> To be done
Extend the biographical article on Indira Parthasarathy below, beginning after its final sentence.

> Document extract
☆ ☆ ☆ ☆ ☆ ☆ ☆

- Born: 10 July 1930 (age 96) Madras, Madras Presidency, British India (now in Chennai, Tamil Nadu, India
- Other name: Ee-Paa
- Occupations: Novelist, Playwright
- Writing career
- Language: Tamil
- Subject: Literature
- Notable work: Kuruthi Punal
- Notable awards: Padma Shri (2010); Sahitya Akademi Award(1977); Sangeet Natak Akademi; Saraswati Samman(2004);
- Website: indiraparthasarathy.wordpress.com

= Indira Parthasarathy =

Indian author and playwright

R. Parthasarathy, commonly known as Indira Parthasarathy or Ee. Paa., is an Indian author and playwright who writes in Tamil. He has published 16 novels, 10 plays, anthologies of short stories, and essays. He is best known for his plays, "Aurangzeb", "Nandan Kathai" and "Ramanujar".

He has been awarded the Saraswati Samman (1999), and is the only Tamil writer to receive both the Sahitya Akademi Award (1977) and the Sangeet Natak Akademi Award (2004). He received Padma Shri in the year 2010, given by Government of India.

==Biography==
He was born on 10 July 1930 in Chennai in a traditional Iyengar family.

He has written several short stories, plays and novels in Tamil that have been translated into several Indian and world languages.

He has carved a special niche for himself in Tamil literature - his characters, mostly urban intellectuals, speak very openly and analyze deeply what others say. Most of his novels are set in Delhi, where he lived during his working years, or in the Srirangam area of Tamil Nadu, where he spent his childhood. Some of his novels, such as Kuruthi Punal intermingle these two milieus.

☆ ☆ ☆ ☆ ☆ ☆ ☆

> Collected material
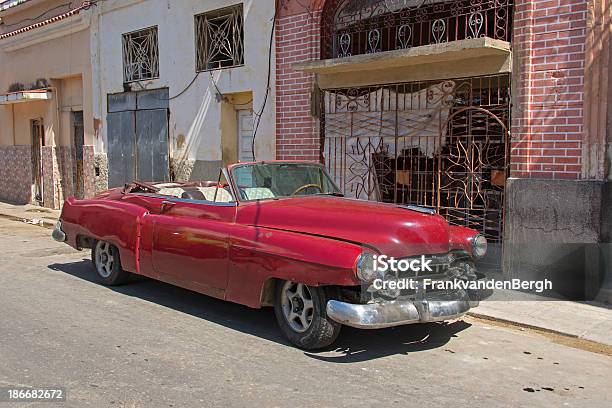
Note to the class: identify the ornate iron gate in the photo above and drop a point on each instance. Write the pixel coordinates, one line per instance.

☆ ☆ ☆ ☆ ☆ ☆ ☆

> Task answer
He has won several awards including the Sangeeth Natak Academy, Sahitya Academy and Saraswathi Samman Award. He is the only Tamil writer to have won both the Sangeeth Natak and Sahitya Academy Award.

==Works==
Some of Ee. Paa.'s novels are:

Thiraigalukku Appaal

Kuruthi Punal (Sahitya Academy Award-winning novel)

Aakasa Thamarai

Helicoptergal Keezhe Irangi Vittana

Mayaman Vettai

Theevukal

Yesuvin Thozhargal

Suthanthira Bhoomi

Krishna Krishna

Plays by Ee. Paa.:

Uchchi Veyyil

Porvai Porthiya Udalgal

Aurangazeb

Nandan Kathai

Ramanujar

==Works in adaptation==
Marupakkam (1991) directed by K.S. Sethu Madhavan, is based on his novel Uchi Veyyil, and won the National Film Award for Best Feature Film.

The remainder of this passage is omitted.